▶ [PROBLEM REQUIREMENTS]:
Every record below needs to be set down exactly. Pictures do not belong in the copy.

*** TASK MATERIAL Section Begins ***

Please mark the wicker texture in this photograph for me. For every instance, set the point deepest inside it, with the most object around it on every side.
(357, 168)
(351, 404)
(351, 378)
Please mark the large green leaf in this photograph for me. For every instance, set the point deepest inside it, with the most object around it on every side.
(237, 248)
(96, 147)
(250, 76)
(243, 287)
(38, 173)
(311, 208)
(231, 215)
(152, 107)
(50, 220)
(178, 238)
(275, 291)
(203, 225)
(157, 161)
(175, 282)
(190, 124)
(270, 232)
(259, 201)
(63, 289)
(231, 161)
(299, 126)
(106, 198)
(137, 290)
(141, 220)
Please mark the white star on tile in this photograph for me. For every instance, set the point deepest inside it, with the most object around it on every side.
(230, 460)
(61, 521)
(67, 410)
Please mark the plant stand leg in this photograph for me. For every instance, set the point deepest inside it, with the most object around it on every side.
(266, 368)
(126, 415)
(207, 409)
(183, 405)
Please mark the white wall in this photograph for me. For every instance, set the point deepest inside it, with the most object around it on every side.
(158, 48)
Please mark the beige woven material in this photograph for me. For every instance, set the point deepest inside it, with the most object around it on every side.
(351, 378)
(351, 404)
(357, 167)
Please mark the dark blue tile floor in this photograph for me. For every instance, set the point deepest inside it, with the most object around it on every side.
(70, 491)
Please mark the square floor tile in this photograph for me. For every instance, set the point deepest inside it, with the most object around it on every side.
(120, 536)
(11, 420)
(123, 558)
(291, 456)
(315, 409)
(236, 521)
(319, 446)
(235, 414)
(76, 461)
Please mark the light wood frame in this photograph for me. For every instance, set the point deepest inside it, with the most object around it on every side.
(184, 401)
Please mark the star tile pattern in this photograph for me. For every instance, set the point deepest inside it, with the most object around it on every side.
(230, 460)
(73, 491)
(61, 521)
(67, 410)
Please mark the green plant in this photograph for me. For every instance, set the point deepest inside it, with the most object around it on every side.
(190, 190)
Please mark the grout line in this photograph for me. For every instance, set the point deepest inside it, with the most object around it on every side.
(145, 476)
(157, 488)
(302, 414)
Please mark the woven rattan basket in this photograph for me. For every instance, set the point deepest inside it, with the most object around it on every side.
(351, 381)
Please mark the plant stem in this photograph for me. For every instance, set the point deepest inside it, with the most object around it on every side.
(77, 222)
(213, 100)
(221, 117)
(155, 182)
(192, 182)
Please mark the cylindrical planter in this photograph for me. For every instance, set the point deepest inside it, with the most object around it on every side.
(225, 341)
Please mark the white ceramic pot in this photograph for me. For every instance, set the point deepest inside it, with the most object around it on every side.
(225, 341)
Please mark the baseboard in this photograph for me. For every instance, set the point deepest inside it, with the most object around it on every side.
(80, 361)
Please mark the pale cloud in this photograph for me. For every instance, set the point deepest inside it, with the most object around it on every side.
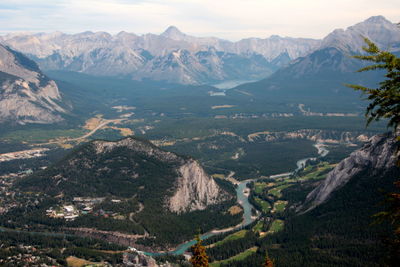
(230, 19)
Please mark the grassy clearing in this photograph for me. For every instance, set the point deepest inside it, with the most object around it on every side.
(77, 262)
(276, 192)
(234, 236)
(316, 172)
(258, 227)
(37, 135)
(280, 206)
(237, 257)
(259, 187)
(276, 226)
(266, 207)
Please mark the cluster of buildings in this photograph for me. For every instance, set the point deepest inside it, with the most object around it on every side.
(25, 154)
(81, 206)
(67, 212)
(28, 257)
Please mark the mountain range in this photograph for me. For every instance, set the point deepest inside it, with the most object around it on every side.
(27, 95)
(171, 56)
(327, 68)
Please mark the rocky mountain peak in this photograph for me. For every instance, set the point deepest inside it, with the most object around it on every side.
(26, 94)
(378, 29)
(174, 33)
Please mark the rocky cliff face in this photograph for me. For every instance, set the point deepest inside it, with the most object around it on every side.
(377, 155)
(195, 190)
(26, 95)
(131, 167)
(323, 136)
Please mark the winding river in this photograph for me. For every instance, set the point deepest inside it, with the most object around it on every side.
(244, 202)
(242, 199)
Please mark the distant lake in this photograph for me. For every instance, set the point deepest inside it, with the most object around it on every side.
(231, 84)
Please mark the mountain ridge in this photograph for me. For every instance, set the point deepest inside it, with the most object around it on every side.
(27, 95)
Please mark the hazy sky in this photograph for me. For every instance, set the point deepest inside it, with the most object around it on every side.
(229, 19)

*** TASK MATERIAL Section Ends ***

▶ [TASK RESPONSE]:
Please mark the wicker texture in this photograph for me. For every instance, set the point deepest inside it, with the most object around it on every side.
(357, 168)
(351, 404)
(351, 378)
Please mark the large green leaf in this photograph for me. For every instance, set the point deepest inside it, with the most object around it on every side.
(237, 248)
(96, 147)
(250, 76)
(243, 287)
(38, 173)
(311, 208)
(231, 215)
(152, 107)
(50, 220)
(178, 238)
(275, 291)
(203, 225)
(157, 161)
(175, 282)
(190, 124)
(270, 232)
(259, 201)
(63, 289)
(231, 161)
(299, 126)
(106, 198)
(137, 290)
(141, 220)
Please mark the white star on tile in this photograph for me. For every instance, set the point deepest inside it, with the most object around it on every side.
(230, 460)
(61, 521)
(67, 410)
Please mark the plant stand leg in this photograph for me. For every instance, set the point deepest inside it, with the most object around it on every side.
(266, 368)
(126, 415)
(207, 409)
(183, 405)
Please mark the white wall in this photograph for me. For every instance, set the point deepest inside it, with the most object around it on every side.
(158, 48)
Please mark the beige woven material in this photograph for me. For every instance, set the point deepest inside it, with the most object around it on every side.
(351, 378)
(351, 404)
(357, 167)
Please mark the dark blue tile floor in this photograph for me. For every instance, set the point deepest inside it, with the most object around it on every side.
(70, 491)
Please mark the square floor tile in this photograph for me. For every instance, set the point deepest inside it, with the most object around it on every side.
(120, 536)
(11, 420)
(123, 558)
(291, 456)
(315, 409)
(236, 521)
(319, 446)
(235, 414)
(76, 461)
Please mark the light wood frame in this photograph for me. For every instance, set the point deepest inside it, with the most object around it on every side.
(184, 401)
Please mark the star tile pattern in this photograph for me. For every instance, set the point deepest inside it, with the most object around it on every side.
(230, 460)
(73, 491)
(61, 521)
(67, 410)
Please mark the green plant in this photograph for me. For every instance, set the point deepest inside it, with the most object around it on every side.
(190, 190)
Please mark the grout line in this photograph for me. For every instance, set the point deepest inside it, with the most object around it on every side.
(145, 476)
(157, 488)
(302, 414)
Please mark the woven rattan basket in this photograph for me. For every instance, set the point deepest inside it, with the most object around it on every side.
(351, 381)
Please mark the plant stem in this photograph for me. For every instance, set the point deepest inside it, with the most object around it on every side.
(77, 222)
(213, 100)
(221, 117)
(155, 182)
(192, 182)
Please mark the cylindrical planter in this photograph for me. For every instance, set the point deepest inside it, with the most object around it on every side.
(225, 341)
Please mark the white ceramic pot in this photograph for me. For every instance, set the point deepest inside it, with the most object around it on every side.
(225, 341)
Please mark the baseboard in this photograph for me. For every instance, set the point deepest inside it, with the most object around it on every side.
(80, 361)
Please mark the pale cloud in this photograph for me. For every instance, set the point deepest inside it, with the most object around it on every side.
(230, 19)
Please mark the grassy clearing in this photograph for me. For every instance, set the point deepest inside it, with the most object around it on every side.
(77, 262)
(276, 192)
(234, 236)
(316, 172)
(258, 227)
(37, 135)
(280, 206)
(237, 257)
(259, 187)
(276, 226)
(266, 207)
Please mark the cluster of buildings in this photograph for me. For every instance, set the point deepest inside it, with the most object around it on every side.
(25, 154)
(81, 206)
(67, 212)
(28, 257)
Please mark the mountain range in this photograph for me. For every instance, set the point deepest inside it, with the most object around it on every side.
(27, 95)
(171, 56)
(327, 68)
Please mark the rocky mountain peak in this photograph for me. For every instance, set the point deepest inside it, with the most object around it on every side.
(26, 94)
(378, 29)
(174, 33)
Please mark the rocky cliff face in this photograph for me. For every instance, set the point deepest inside it, with the most object around it on every side.
(377, 155)
(195, 190)
(26, 95)
(131, 167)
(323, 136)
Please mark the winding river in this photograph for me. For every instance, set the point deepest inside it, with the most object around it on every side.
(244, 202)
(242, 199)
Please mark the distant lake in this photograph for me. For every instance, set the point deepest inside it, with the most object around it on every side.
(231, 84)
Please mark the mountain ridge in this photograph for me. For every instance, set the point deepest inside it, with the most object around it on every side.
(27, 95)
Please mark the hazy sky in this photograph for me. For every instance, set the point deepest inside it, with the most object around it on every side.
(229, 19)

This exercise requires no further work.